■ 本文
──────

ステップ221では、制御部141は、ミラー駆動機構131を制御して、光路分割系151を第1の光路分割状態から第3の光路分割状態に切り換える。その後、画像処理部134に、画素信号を読み出させて静止画を生成させ(ステップ222)、そのまま静止画を記録させる(ステップ223)。このとき、OVFモードにおいてファインダ光学系150を介して見える撮影エリアと、第3の光路分割状態で撮影される静止画の撮影エリアとは略一致するため、この場合には上述したような撮像素子108の位置補正は行わない。その後、OVF表示状態に戻すために、光路分割系151を第3の光路分割状態から第1の光路分割状態に切り換え(ステップ224)、ステップ201に戻る。
以上のように本実施例によれば、OVFモードにおいてファインダ光学系150を通して見ている画像(撮影エリア)と、ライブビューモードで表示素子107を通して見ている画像と、動画記録モードで記録された画像と、高速静止画記録モードで記録された画像と、高精度静止画モードで記録された画像とを互いに略一致させることが可能となる。
なお、本発明の「制御」は、本実施例に限定されない。本実施例では、撮像素子108をずれ量ΔX分移動させることで撮影エリアの補正を行ったが、図5にかっこ書きで示すように、本実施例で説明した「制御」に代えて、主ミラー104での屈折による変位とは逆側に撮影光軸を変位させる光学部材により構成される第1の光路変更部材142を設けてもよい。この第1の光路変更部材142は、撮像素子108上での結像エリア(撮影エリア)をΔX分変位させる状態と変位させない状態とに切り換わる。具体的には、第1の光路変更部材142として、アクチュエータによって移動されることによって上記両状態に切り換わる光学部材を用いたり、通電/非通電による特性変化によって上記両状態に切り換わる光学部材を用いたりすることができる。

──────

■ 提供資料
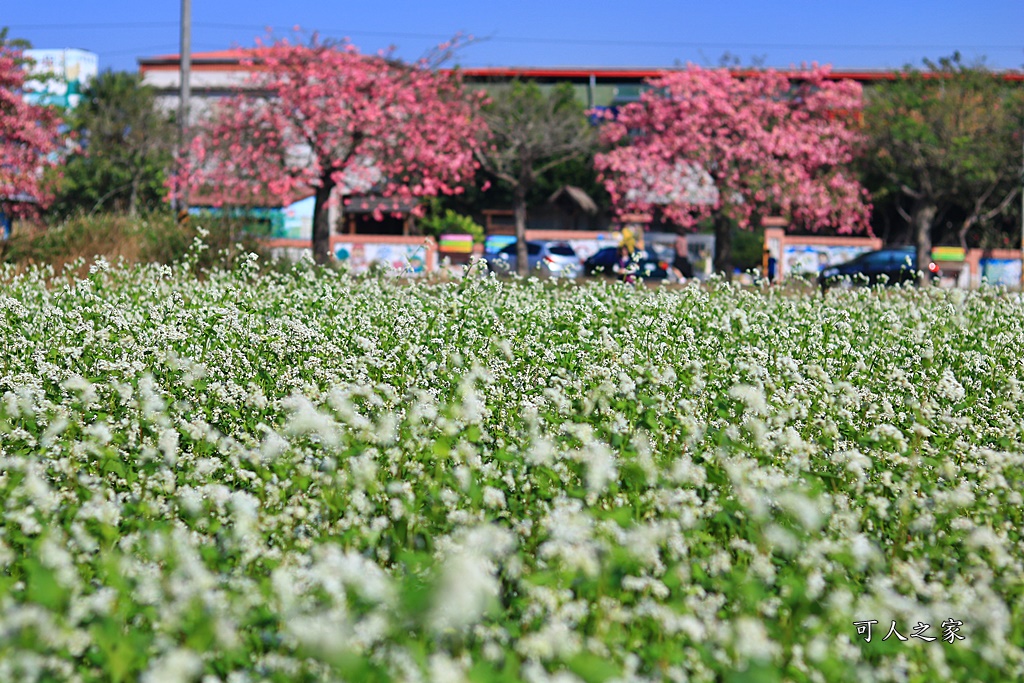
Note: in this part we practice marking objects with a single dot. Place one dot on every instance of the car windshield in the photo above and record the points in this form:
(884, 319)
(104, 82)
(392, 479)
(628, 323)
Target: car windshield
(532, 249)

──────

■ 課題
1 > 本文によると、ステップ224において、光路分割系151はどの状態からどの状態に切り換えられますか。
2 > カメラの光路分割系と撮影エリアの補正を扱う本文について、最後の文に続く部分を書き継いでください。
一覧は、本文とは別の出典から取られたものです。

■ 解答例
1 > 第3の光路分割状態から第1の光路分割状態に切り換えられます。

2 >
そして、制御部141の「制御」によって、第1および第3の光路分割状態においてこの第1の光路変更部材142を「変位させない状態」に設定させ、第2の光路分割状態において「変位させる状態」に設定させるようにすれば、上記実施例と同等の効果を得ることができる。
特に、防振用のシフトレンズは、撮影光軸に対して光軸と略直交する方向に移動して撮影光軸を変位させることにより像変位を補正する機能を有するため、第1の光路変更部材142としても使用することができる。この場合、第2の光路分割状態において、シフトレンズの防振のための駆動中心を、第1および第3の光路分割状態での駆動中心に対して撮像素子上でΔXとなる距離、変位させればよい。
また、143は第2の光路変更部材であり、第2の光路分割状態での撮影光軸の変位に対応してファインダ光学系150での結像位置(ファインダ光路)を変位させる状態と変位させない状態とに切り換わる。このような光路変更手段143を用いて、第2の光路分割の際にファインダ光学系150への光路そのものをΔX分シフトさせてファインダ表示を行うようにして動画記録モードで記録される撮影エリアを、予めOVFモードで確認することができる。
図8のフローチャートには、本発明の実施例3として、実施例1,2で説明した一眼レフデジタルカメラにおける像ずれ量ΔXの検出の流れを示している。本実施例では、図5にかっこ書きで示したように、画像処理部134からの画像信号に基づいて第2の光路分離状態と第3の光路分離状態での像ずれ量を検出する像ずれ検出部137が設けられている。そして、不図示の操作スイッチの操作に応じて、該像ずれ検出部137に像ずれ量ΔXを検出させる測定モードを有する。ここでは、製品出荷前の検査工程等で測定モードを用いて像ずれ量を検出する場合について説明する。
測定モードに対する準備作業として、測定者は、カメラを固定した上で、チャートを所定距離の位置に設定する(ステップ301)。このチャートとしては、例えば、縦方向のコントラストが明確な白黒の横線の2本バーチャートを用いる。
そして、測定モードに入ると、制御部141は、ミラー駆動機構131を制御して、光路分割系151を第1の光路分割状態に駆動する(ステップ302)。この状態で測定者はファインダ光学系150を通してチャートを観察し、不図示の調整機構により、該チャート内の横2本のバーチャートが所定の位置に見えるように、主ミラー104とファインダ光学系150とのパララックス調整を行う(ステップ303)。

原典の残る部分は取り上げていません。